» **Yazılı Görevler**:
(1) Komutanların istifasını konu alan metinde "Hükümetle ters düşerek" ile başlayıp "- Takvim yazarı)" ifadesine kadar süren bölümü birebir yazdırın.
(2) Komutanların istifasını konu alan metinde yazar bugünü neden bir milat saydığını nasıl gerekçelendiriyor? Bir ile üç cümle arasında açıklayın.
(3) Komutanların istifasını konu alan metnin son cümlesinden sonraki kısmını yazarak devamını tamamlayın.

» **Sayfa Alıntısı**:
+---+

Hükümetle ters düşerek emekliliklerini isteyen komutanlar medyada geniş yankı buldu
Abone olÜnlü isimler Genelkurmay Başkanı Orgeneral Işık Koşaner ve Kuvvet Komutanları'nın istifalarını değerlendirdi.
Rasim Ozan Kütahyalı (Sabah - Takvim yazarı)
Ben bugünü bir milad olarak görüyorum. Bugünden sonra sivil hükümetin askeri otorite üzerindeki egemenliği tescil edilmiştir. Bundan böyle bütün Genel Kurmay Başkanları Başbakan'ın karşısında hizaye geçmek zorundadır. Demokratik hukuk devletinde olması gereken buydu. Tutuklu olarak yargılanan generallerin görevinin sona erdirilmesi hukukun gereğidir. Genel Kurmay Karargahı buna direnmemiliydi. Direndi sonuç böyle oldu. Bir çok generalimiz Başbakan karşısında selam durmayı askerlik onuruna aykırı olarak görüyor. Öyle bir algıyla yetiştirilmişlerki sivil hükümet karşısında hizaya geçmek sanki askerlik onuruna aykırı. Bu saçmasapan patalojik anlayış artık geçmişte kalmıştır. Nasıl bir binbaşı albayı önünde hizaya geçiyorsa selam duruyorsa aynı şekilde Genel Kurmay Başkanı ve tüm TSK mensupları da Başbakan karşısında esas duruşa geçmek zorundadır. Yeni Türkiye'de demokrasiye bağlı hükemete tam itaatkar TSK olmak zorundadır.

+---+

» **Kayıtlı Veriler**:
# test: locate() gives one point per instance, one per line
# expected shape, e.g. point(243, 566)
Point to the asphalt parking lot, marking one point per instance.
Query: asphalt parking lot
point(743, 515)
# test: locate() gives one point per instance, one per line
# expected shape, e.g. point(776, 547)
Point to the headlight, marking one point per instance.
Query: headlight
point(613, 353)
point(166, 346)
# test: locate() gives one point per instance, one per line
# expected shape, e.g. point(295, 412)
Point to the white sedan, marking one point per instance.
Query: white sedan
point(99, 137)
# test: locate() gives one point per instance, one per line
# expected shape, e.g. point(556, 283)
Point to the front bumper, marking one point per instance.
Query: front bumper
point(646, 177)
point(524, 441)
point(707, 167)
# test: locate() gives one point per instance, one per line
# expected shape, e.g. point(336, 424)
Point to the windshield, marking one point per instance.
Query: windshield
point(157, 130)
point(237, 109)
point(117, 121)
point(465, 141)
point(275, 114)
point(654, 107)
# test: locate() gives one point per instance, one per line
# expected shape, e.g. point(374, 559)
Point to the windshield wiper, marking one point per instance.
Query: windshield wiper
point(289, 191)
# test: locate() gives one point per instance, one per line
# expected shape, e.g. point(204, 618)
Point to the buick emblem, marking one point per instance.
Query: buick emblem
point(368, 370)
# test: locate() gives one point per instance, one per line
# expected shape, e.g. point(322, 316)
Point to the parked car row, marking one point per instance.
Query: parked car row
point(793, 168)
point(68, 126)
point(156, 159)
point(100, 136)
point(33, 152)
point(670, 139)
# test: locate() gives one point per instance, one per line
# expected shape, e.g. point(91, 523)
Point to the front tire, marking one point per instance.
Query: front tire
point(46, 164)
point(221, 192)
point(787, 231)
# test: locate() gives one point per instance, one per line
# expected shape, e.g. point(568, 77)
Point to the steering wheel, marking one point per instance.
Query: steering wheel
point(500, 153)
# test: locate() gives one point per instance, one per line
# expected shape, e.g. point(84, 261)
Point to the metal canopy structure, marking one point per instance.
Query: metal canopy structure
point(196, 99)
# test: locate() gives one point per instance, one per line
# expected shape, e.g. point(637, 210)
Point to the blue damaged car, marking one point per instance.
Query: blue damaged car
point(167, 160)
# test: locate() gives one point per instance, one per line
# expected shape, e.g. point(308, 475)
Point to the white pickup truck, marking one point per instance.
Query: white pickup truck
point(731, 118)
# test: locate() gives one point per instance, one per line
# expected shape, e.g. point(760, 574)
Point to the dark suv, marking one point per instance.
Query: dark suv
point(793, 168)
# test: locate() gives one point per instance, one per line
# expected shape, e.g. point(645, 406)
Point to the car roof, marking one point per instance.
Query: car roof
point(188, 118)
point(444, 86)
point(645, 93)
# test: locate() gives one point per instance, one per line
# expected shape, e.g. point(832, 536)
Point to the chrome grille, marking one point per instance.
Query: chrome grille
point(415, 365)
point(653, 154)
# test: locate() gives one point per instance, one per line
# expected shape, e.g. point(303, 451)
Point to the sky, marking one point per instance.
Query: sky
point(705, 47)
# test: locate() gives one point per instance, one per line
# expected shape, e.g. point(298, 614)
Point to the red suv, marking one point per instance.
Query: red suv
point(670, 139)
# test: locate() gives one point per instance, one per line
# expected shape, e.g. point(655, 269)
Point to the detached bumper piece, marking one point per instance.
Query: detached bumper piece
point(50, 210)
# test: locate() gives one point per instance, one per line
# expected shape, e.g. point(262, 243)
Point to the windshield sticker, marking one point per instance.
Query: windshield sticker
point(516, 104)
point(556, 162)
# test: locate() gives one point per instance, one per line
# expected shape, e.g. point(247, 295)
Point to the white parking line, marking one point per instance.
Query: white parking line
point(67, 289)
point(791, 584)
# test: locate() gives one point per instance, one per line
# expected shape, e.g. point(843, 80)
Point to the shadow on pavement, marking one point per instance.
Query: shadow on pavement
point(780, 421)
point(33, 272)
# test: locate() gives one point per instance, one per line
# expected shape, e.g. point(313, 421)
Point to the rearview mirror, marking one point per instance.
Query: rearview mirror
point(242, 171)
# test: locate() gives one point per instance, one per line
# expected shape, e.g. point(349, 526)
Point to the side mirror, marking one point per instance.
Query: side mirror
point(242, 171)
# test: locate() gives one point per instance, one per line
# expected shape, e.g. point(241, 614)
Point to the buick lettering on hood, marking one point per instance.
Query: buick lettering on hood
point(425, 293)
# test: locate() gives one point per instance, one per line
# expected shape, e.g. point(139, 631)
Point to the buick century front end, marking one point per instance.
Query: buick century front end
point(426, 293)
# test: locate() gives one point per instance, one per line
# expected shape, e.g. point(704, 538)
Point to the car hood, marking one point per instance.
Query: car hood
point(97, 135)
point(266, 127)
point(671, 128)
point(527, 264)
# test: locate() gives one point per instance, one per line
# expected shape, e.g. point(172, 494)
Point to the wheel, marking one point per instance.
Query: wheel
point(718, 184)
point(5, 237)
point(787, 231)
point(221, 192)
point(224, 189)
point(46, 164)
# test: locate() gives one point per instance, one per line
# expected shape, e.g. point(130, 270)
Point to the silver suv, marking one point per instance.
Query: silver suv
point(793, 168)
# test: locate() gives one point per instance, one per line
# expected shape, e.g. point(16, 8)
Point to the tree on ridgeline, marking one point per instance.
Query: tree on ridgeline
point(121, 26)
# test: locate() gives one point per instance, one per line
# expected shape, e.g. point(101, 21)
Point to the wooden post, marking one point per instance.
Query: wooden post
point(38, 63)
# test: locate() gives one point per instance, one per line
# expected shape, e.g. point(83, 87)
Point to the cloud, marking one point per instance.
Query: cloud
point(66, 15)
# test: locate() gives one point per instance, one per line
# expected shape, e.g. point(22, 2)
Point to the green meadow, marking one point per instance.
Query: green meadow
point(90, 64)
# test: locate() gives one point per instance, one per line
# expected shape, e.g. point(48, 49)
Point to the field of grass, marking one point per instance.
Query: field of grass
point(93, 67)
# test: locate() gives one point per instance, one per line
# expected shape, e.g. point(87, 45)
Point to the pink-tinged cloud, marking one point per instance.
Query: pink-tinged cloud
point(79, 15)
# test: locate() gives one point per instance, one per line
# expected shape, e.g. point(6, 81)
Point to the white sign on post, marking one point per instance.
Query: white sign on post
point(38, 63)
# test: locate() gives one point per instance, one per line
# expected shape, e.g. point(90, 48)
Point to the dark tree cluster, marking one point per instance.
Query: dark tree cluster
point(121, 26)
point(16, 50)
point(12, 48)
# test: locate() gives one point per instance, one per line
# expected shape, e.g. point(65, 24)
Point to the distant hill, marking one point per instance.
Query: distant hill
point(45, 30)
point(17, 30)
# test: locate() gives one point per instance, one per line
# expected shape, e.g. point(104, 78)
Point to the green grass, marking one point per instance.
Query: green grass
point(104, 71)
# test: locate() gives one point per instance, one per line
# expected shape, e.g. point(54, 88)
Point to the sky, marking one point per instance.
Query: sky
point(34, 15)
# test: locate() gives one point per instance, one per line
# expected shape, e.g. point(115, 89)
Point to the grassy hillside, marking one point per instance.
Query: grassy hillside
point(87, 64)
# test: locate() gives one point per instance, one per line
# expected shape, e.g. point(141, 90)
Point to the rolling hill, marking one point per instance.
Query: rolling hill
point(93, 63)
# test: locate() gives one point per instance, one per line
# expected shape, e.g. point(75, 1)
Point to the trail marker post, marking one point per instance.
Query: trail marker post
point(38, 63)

+---+

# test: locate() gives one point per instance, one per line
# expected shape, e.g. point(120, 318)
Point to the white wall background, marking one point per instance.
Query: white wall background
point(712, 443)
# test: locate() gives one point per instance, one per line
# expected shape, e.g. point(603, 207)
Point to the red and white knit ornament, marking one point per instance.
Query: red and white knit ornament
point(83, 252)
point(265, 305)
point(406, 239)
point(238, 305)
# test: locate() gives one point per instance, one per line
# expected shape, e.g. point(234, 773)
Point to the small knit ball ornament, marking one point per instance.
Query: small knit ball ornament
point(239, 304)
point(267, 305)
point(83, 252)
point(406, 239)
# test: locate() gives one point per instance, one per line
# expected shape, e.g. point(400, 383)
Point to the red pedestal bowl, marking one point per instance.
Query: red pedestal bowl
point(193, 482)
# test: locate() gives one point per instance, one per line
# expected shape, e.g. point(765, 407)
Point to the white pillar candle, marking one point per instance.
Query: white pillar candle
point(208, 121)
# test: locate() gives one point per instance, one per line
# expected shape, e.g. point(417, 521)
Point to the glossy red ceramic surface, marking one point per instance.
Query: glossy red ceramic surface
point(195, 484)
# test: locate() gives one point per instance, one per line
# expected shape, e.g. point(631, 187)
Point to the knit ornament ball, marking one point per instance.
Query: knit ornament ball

+---+

» **Görev Yanıtları**:
(1)
Hükümetle ters düşerek emekliliklerini isteyen komutanlar medyada geniş yankı buldu
Abone olÜnlü isimler Genelkurmay Başkanı Orgeneral Işık Koşaner ve Kuvvet Komutanları'nın istifalarını değerlendirdi.
Rasim Ozan Kütahyalı (Sabah - Takvim yazarı)

(2) Yazara göre bugünden sonra sivil hükümetin askeri otorite üzerindeki egemenliği tescil edilmiştir. Bu nedenle bundan böyle bütün Genelkurmay Başkanları Başbakan'ın karşısında hizaya geçmek zorundadır.

(3)
Mehmet Altan, Bülent Kahraman ve Doğu Ergil'in yorumları sonraki sayfada
[PAGE]
Mehmet Altan: Bu istifalar hükümetin Ergenekon Davası'ndan yargılanan askerlerin terfi ettirilmemesi konusundaki kararlı tutumuna karşı bir tepkidir. Hükümet tahmin ediyorum bu durumu öngörmüştür. Böyle bir restleşmeye girildiyse hükümet bu duruma karşılık tedbirlerini önceden almıştır.
Hasan Bülent Kahraman: Yüksek Askeri Şura'ya çok az bir zaman kaldığı için "acaba bu tür bir tepki olur mu" diye düşünüyordum. Genelkurmay'a yakın kaynaklar Işık Koşaner'in istifa edebileceğini bir süredir dile getiriyordu. Kabul etmek gerekir ki geçen sene YAŞ'ta alınan kararlar sivil-ordu ilişkilerinde bir dönüm noktası oluşturmuştu. Bu istifaları sivil-ordu ilişkilerinin normalleşmesi döneminde alınmış bir kara olarak olumlu buluyorum. Umarım ki aşağıdaki kademelerde buna dönük bir tepki ortaya çıkmaz.
Doğu Ergil: Bu istifalar bir hoşnutsuzluğun belirtisidir. Hoşnutsuzluğun kaynağı tabi olunan kurumun tutumuna karşı ya da tabi olunan kuruma karşı bazı konularda hesap verilememesi olabilir. Bence burada her iki durum da söz konusu. Artık bundan sonra olması gerekenler olacaktır. Yeter ki, kırmadan-dökmeden, nezaket çerçevesinde bunlar olsun.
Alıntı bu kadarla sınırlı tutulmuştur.